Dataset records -
#####

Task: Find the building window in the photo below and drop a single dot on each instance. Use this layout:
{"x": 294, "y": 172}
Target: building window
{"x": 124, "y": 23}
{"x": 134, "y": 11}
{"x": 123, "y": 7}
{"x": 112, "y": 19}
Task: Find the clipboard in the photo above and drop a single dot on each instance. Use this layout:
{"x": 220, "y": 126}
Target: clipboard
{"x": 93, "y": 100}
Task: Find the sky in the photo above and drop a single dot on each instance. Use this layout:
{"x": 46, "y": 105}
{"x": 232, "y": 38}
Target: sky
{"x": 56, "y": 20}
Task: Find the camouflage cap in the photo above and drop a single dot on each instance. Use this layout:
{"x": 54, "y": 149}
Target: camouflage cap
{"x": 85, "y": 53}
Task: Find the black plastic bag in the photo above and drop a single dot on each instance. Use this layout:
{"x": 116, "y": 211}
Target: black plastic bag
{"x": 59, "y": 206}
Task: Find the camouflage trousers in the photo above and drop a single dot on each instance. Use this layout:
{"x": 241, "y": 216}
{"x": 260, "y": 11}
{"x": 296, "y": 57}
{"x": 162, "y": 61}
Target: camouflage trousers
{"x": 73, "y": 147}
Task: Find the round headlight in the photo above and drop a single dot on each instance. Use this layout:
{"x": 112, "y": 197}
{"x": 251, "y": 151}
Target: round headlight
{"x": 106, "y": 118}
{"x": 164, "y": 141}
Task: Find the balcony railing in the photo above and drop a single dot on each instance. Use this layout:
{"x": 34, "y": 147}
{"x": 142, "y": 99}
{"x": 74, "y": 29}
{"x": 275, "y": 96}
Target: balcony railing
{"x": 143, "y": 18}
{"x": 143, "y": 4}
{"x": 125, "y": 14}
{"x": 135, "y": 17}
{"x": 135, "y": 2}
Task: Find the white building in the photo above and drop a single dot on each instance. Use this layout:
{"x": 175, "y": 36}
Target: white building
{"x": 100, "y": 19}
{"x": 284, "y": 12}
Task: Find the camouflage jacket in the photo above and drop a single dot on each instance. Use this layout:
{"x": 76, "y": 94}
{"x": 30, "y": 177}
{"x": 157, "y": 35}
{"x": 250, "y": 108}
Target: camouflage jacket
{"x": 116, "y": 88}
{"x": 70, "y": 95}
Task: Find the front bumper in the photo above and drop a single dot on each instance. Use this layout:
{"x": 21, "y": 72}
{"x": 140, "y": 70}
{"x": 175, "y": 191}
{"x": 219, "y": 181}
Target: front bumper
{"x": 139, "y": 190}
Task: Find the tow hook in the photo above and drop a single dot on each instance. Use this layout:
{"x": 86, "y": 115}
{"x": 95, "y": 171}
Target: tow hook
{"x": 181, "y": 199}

#####

Problem requirements - Write each line of the data above out again without altering a word.

Written response -
Task: Find the building window in the photo below and drop a single dot on each instance. Use this layout:
{"x": 294, "y": 172}
Target: building window
{"x": 124, "y": 23}
{"x": 134, "y": 11}
{"x": 123, "y": 7}
{"x": 112, "y": 19}
Task: Find the clipboard in the photo above and drop a single dot on each instance. Use this layout:
{"x": 220, "y": 126}
Target: clipboard
{"x": 93, "y": 100}
Task: Find the sky in the photo above and drop a single dot on each instance. Use this layout:
{"x": 46, "y": 105}
{"x": 232, "y": 38}
Target: sky
{"x": 56, "y": 20}
Task: Find the camouflage cap in the photo above and drop a single dot on each instance. Use this layout:
{"x": 54, "y": 149}
Target: camouflage cap
{"x": 85, "y": 53}
Task: Find the black plastic bag in the photo above and drop a single dot on each instance. Use this layout:
{"x": 116, "y": 211}
Target: black plastic bag
{"x": 59, "y": 206}
Task: Find the camouflage trousers in the photo above and drop a single dot on each instance. Use this layout:
{"x": 241, "y": 216}
{"x": 260, "y": 11}
{"x": 296, "y": 57}
{"x": 162, "y": 61}
Target: camouflage trousers
{"x": 73, "y": 147}
Task: Find the round headlight in the photo above and drop a single dot on each instance. Use this layout:
{"x": 112, "y": 197}
{"x": 251, "y": 151}
Target: round headlight
{"x": 106, "y": 118}
{"x": 164, "y": 141}
Task: Find the balcony railing in the photo above and drop a single dot on each instance. Use this layout:
{"x": 34, "y": 147}
{"x": 142, "y": 99}
{"x": 74, "y": 29}
{"x": 275, "y": 96}
Target: balcony railing
{"x": 143, "y": 18}
{"x": 143, "y": 4}
{"x": 125, "y": 14}
{"x": 135, "y": 17}
{"x": 135, "y": 2}
Task: Find the white building in the photo above and drop a single dot on each instance. Use this layout:
{"x": 175, "y": 36}
Target: white building
{"x": 100, "y": 19}
{"x": 284, "y": 12}
Task: Find the camouflage jacket in the photo above and drop a single dot on each instance. Use this layout:
{"x": 76, "y": 94}
{"x": 30, "y": 177}
{"x": 157, "y": 35}
{"x": 250, "y": 108}
Target: camouflage jacket
{"x": 116, "y": 88}
{"x": 70, "y": 95}
Task: Find the front bumper in the photo above and drop a single dot on each instance. Use this layout:
{"x": 21, "y": 72}
{"x": 140, "y": 70}
{"x": 175, "y": 191}
{"x": 219, "y": 181}
Target: front bumper
{"x": 139, "y": 190}
Task: Find the tow hook in the photo above and drop a single dot on each instance. Use this layout:
{"x": 86, "y": 115}
{"x": 95, "y": 171}
Target: tow hook
{"x": 181, "y": 199}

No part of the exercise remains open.